[Given request]: Copy the following items line for line, changing nothing. Omit the pictures from your copy.

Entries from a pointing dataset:
————————
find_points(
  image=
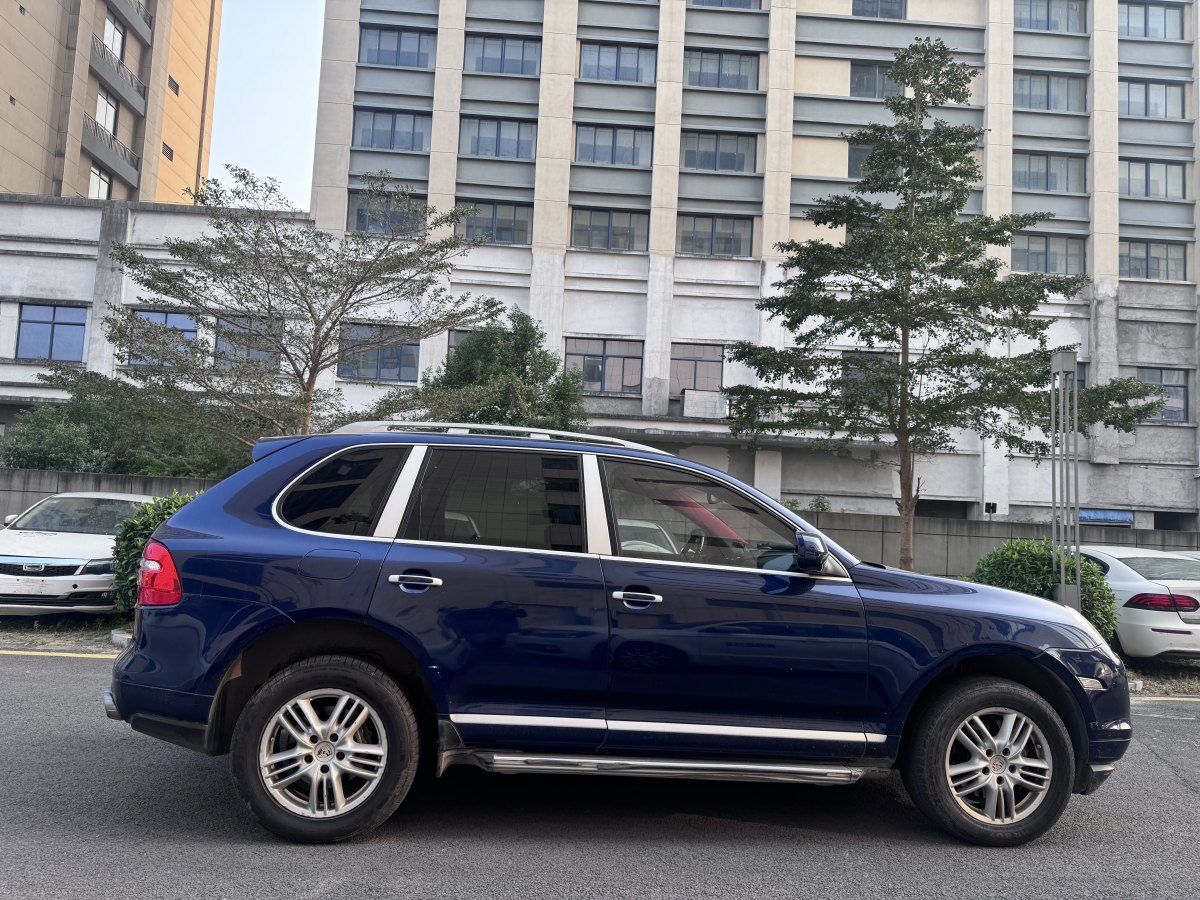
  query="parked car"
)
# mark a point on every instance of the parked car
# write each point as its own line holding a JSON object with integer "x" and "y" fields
{"x": 1158, "y": 599}
{"x": 58, "y": 555}
{"x": 354, "y": 607}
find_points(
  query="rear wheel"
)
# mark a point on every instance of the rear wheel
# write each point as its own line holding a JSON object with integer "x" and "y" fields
{"x": 325, "y": 750}
{"x": 991, "y": 763}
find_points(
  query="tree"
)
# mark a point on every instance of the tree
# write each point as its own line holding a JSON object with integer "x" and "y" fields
{"x": 498, "y": 375}
{"x": 276, "y": 304}
{"x": 912, "y": 286}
————————
[The response]:
find_points(
  image=
  query="parked car"
)
# mark a point on every instance of the parked car
# write each point as its own line holding a JSON object with integer "x" and "y" fields
{"x": 1158, "y": 599}
{"x": 58, "y": 555}
{"x": 354, "y": 607}
find_points(
  query="rear wheel"
)
# mark a point on every instance of the rear wheel
# write each point as its own line holding a JSON object with integer "x" and "y" fields
{"x": 325, "y": 750}
{"x": 991, "y": 763}
find_points(
  query="tree"
)
# mark a point on every instance of the tree
# write each point as its own line holding a JSON object with integer "x" and "y" fields
{"x": 498, "y": 375}
{"x": 276, "y": 304}
{"x": 912, "y": 286}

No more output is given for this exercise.